━━━━━ LISTED ENTRIES ━━━━━

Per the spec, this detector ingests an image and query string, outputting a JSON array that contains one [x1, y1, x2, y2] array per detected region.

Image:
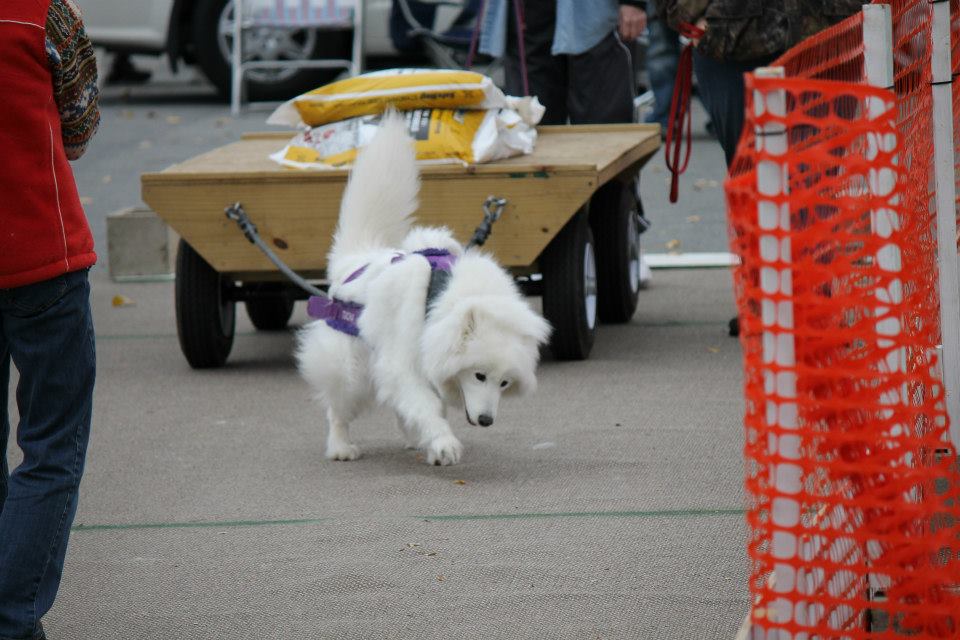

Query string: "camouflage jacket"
[[661, 0, 862, 62]]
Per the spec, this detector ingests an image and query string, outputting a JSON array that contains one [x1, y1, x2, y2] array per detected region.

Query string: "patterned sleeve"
[[45, 0, 100, 160]]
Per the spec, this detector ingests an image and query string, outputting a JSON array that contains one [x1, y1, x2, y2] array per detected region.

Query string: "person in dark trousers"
[[479, 0, 646, 125], [661, 0, 862, 334], [0, 0, 100, 638]]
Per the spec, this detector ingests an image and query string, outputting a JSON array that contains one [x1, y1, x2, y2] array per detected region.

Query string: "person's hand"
[[618, 5, 647, 42], [690, 17, 708, 46]]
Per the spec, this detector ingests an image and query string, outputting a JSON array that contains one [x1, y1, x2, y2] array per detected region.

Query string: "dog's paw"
[[326, 443, 361, 461], [425, 434, 463, 466]]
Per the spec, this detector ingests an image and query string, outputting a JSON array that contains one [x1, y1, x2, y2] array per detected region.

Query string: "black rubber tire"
[[589, 180, 642, 323], [175, 240, 236, 369], [540, 210, 597, 361], [245, 286, 295, 331], [191, 0, 352, 102]]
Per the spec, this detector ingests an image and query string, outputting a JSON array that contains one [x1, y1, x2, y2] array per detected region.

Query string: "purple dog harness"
[[307, 248, 456, 336]]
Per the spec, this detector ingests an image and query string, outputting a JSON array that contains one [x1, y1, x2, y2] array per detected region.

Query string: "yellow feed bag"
[[267, 68, 542, 128], [269, 108, 539, 168]]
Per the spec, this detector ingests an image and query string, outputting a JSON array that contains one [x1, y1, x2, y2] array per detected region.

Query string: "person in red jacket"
[[0, 0, 99, 638]]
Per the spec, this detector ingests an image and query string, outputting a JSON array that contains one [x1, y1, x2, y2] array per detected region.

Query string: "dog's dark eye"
[[500, 380, 509, 388], [475, 373, 486, 382]]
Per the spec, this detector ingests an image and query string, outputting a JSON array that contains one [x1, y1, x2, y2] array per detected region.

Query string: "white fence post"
[[863, 0, 899, 610], [931, 0, 960, 447], [752, 65, 803, 640]]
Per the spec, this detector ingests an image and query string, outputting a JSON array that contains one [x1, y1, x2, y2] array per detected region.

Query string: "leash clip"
[[468, 196, 508, 248]]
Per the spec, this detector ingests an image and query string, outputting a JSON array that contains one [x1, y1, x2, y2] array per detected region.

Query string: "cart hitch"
[[467, 196, 507, 249]]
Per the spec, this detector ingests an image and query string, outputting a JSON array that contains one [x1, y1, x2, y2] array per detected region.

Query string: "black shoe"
[[106, 55, 152, 85], [728, 316, 739, 337]]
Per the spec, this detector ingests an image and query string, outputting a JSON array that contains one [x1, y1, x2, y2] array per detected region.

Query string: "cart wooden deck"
[[141, 123, 660, 277]]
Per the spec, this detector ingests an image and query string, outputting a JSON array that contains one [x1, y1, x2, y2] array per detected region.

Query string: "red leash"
[[665, 22, 705, 204]]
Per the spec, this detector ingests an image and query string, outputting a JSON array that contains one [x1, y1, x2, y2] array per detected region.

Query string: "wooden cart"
[[141, 123, 661, 367]]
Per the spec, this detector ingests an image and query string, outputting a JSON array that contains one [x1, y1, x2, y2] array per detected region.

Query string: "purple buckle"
[[307, 296, 362, 336]]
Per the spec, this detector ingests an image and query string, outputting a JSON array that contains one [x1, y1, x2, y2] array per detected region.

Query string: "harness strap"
[[308, 248, 457, 336]]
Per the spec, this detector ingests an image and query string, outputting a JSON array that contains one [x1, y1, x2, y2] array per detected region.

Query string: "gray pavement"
[[7, 56, 748, 639]]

━━━━━

● **EXERCISE PROMPT**
Leave the images out and transcribe the remaining data above word for word.

● **EXERCISE OUTPUT**
Per the spec, this detector ingests an image and query string, outputting a JSON array that contains one [x1, y1, x2, y2] array per detected region.

Image:

Query string: "camouflage jacket"
[[661, 0, 862, 62]]
Per the spec, this detector ingests an image and query string, outputting a JSON array that contains one [x1, y1, x2, y2] array per detected region.

Query string: "patterned sleeve"
[[45, 0, 100, 160]]
Per the spec, this detector ingests an image and query string, outputting a JSON array that contains one [x1, y1, x2, y2] array per detected region.

Query string: "person in dark trousers"
[[479, 0, 646, 125], [661, 0, 862, 334], [0, 0, 100, 638]]
Per the spec, this detector ingests an image and query string, outputting a JSON array that contains one [x1, y1, x2, y2] array per detected region.

Query string: "person's hand"
[[618, 5, 647, 42], [690, 17, 708, 46]]
Per the spec, this detector ingests an image and query string, outputting a JSON array that contains one [x1, y1, x2, y2] array per detected region.

Query string: "dog's paw"
[[326, 443, 361, 461], [425, 434, 463, 466]]
Per the spec, this detector ingests an image and query string, outputting a JSON array that contains one [x1, y1, x2, y2] array per detected region.

Query string: "black rubber tire"
[[589, 180, 642, 323], [175, 240, 236, 369], [540, 210, 597, 361], [245, 286, 295, 331], [191, 0, 352, 102]]
Per the spec, this detector ingests an image and query string, outputting a JSON array that contains one [x1, y1, x2, y2] array per detected region.

Query string: "purple dog harness"
[[307, 248, 456, 336]]
Per the spec, this detector ingests an image and query string, outputting a JSON array that contains one [x1, y1, x2, y2] array per detected region.

Query string: "yellow feed bag"
[[267, 68, 542, 128], [269, 108, 539, 168]]
Per the spec, this detector ingests an image and query string, outputting a JSON array that contains one [x1, y1, x2, y2] array per detected region.

Query string: "person in red jacket"
[[0, 0, 99, 638]]
Per the spec, this detector ingests an image and query string, outputting a JSON array that contains one [x1, y1, x2, y2] array per detected region.

Query string: "dog's dark eye"
[[500, 380, 509, 388], [475, 373, 486, 382]]
Per the spec, this detector ingests an image and query string, outputting a JSON array that contains one [x1, y1, x2, y2] array per detected region.

Query string: "white fence post"
[[863, 0, 899, 610], [931, 0, 960, 447], [752, 65, 803, 640]]
Per the spec, this detector ingests an image and query string, outputting a JSON array that contains one [x1, y1, x2, y2] array per detected region.

Query string: "leash clip"
[[468, 196, 508, 248]]
Per the spec, this detector ingests an image and query string, outputting a JSON array that contains one [x1, y1, x2, y2] array per detected region.

Query string: "cart hitch"
[[467, 196, 507, 249]]
Per the spec, this detector ingests an image and query string, outputting a JSON array that contains one [x1, y1, x2, y2] array per detected region.

Query string: "black shoe"
[[106, 55, 152, 85], [728, 316, 739, 337]]
Per the spec, this detector ingests an image and query string, outputting a JSON array that contains one [x1, y1, x2, y2] array per detected region.

Query string: "cart wooden deck"
[[141, 123, 660, 277]]
Per the spec, this detector ingests an image and query string, outputting a JSON array that contains one [x1, y1, x2, y2] array per detected region.

Query string: "red leash"
[[665, 22, 705, 204]]
Per the spec, this detector ingests an image and query string, outputting a JSON array that contains one [x1, y1, x2, y2] array per detected region.

Query string: "wooden cart"
[[141, 123, 661, 367]]
Per the spec, this detector ingests an image and query string, outputting a JSON array that contains one [x1, y1, x2, y2] array per detected region.

Query string: "purple buckle"
[[307, 296, 362, 336]]
Per the spec, this detector ingests an image and query string, outputting a JSON array that contains one [x1, y1, x2, y2] array per detected region.

Query string: "harness strap"
[[308, 248, 457, 336]]
Per the spec, this detector ingests an image and query string, outputting a JSON array that contains one [x1, y1, x2, y2] array per detected region.

Query string: "gray pavement"
[[7, 56, 748, 639]]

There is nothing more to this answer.